┌─ Supplied passage

Carousel of Time

In less than two weeks my oldest will turn 26. Imagine that. How the heck did it happen?

He’s done good for himself. Parents are only a foundation, a base. As parents, we can’t take all the credit. To do so is a discredit to them as a person in their own right.

I miss him living in Chicago. His love for math and conceptualizing the world paid off. He’s using his civil engineering degree. And making it. On his terms.

I remember the day he was born like it was yesterday. Late in the afternoon. May 18th. The day Mount Saint Helen’s blew. 5:40 pm. Sunday. A head of black hair, wide-eyed at the new world around him. No fuss. A strong nurser. Happy. Stitched him to my tit for the first nine months. First teeth. First step. Kindergarten. First haircut in 5th grade. Almost as long as mine. His first crush. High School graduation. College graduation. And lots in between.

I remember what he taught me over the years. To hope and dream. To have that wide-eyed wonderment of the world. To always maintain your innocence. To never give up. To love. To Laugh.

I remember what we’ve shared. Laughing. Really, seriously, belly hurting, gasping for air and pissing my pants laughing. Tears the day he left for college. The frustrations of finding his way as a child, as a young adult and as a man. Anger at the mistreatment of a disabled peer. A totaled car. Broken wrist. Broken elbow. Various other twisted body parts. Love of baseball. Love of racing. Love of learning. Love.

Funny, I never saw him as the tender, caring one. With his finance’s juvenile diabetes he has learned what it means to take care of oneself and of another. Completely. He tests her sugar when she sleeps. Prepares and gives her shots. He nurtures her. And I know he loves her beyond all reason. That thread of light is visible between them. So sweet.

└─
┌─ Material

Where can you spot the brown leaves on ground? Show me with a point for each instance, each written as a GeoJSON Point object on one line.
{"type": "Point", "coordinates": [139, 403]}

└─

▶ [Jobs]:
**1.** Answer these from the Carousel of Time essay:
(a) Which degree is the son using?
(b) At what time of day was he born?
(c) In which grade did he get his first haircut?
**2.** List everything the Carousel of Time essay says the son taught the writer over the years.
**3.** Carry the Carousel of Time essay forward from its final line, "So sweet."

▶ [Expected results]:
**1.**
(a) His civil engineering degree.
(b) 5:40 pm.
(c) 5th grade.

**2.**
- To hope and dream
- To have that wide-eyed wonderment of the world
- To always maintain your innocence
- To never give up
- To love
- To laugh

**3.**
They marry 12 November of this year. About time. They’ve been together 5 years. His dream redhead. Beautiful, sweet, and the most upbeat, always laughing, goofy, loving woman I’ve ever met. I will be proud to call her my daughter.

No, he’s not my only pride and joy. Just the oldest of them.

It was just after his 21st birthday at a concert in Denver where I fully realized he was a man. Not because of age. But because of his maturity and sense of self. We had gone to see Eric Clapton to celebrate as his birthday present. First time we shared a legal drink together. It was there he shared Jen. I saw his heart. At that moment I realized I truly liked what I saw in him as a person-Not just as my son. A wicked sense of humor. Accepting of others. Strong in his convictions. Determined. Sometimes stubborn. A gentle man. An emotionally secure person. Caring and sensitive. Generous. Honest to a fault. But never cruel.

I picked songs for all the children before they were born. His was Joni Mitchell’s, Circle Game. Funny how that fit so perfectly. And that he still knows the words. This is the one I will dance with him at his wedding. One of his favorites as a child. As if he knew the meaning. I do believe he does.

Do I feel old? No. Just grateful to know such a sweet man and wonderful person. And ever so proud to be Momma.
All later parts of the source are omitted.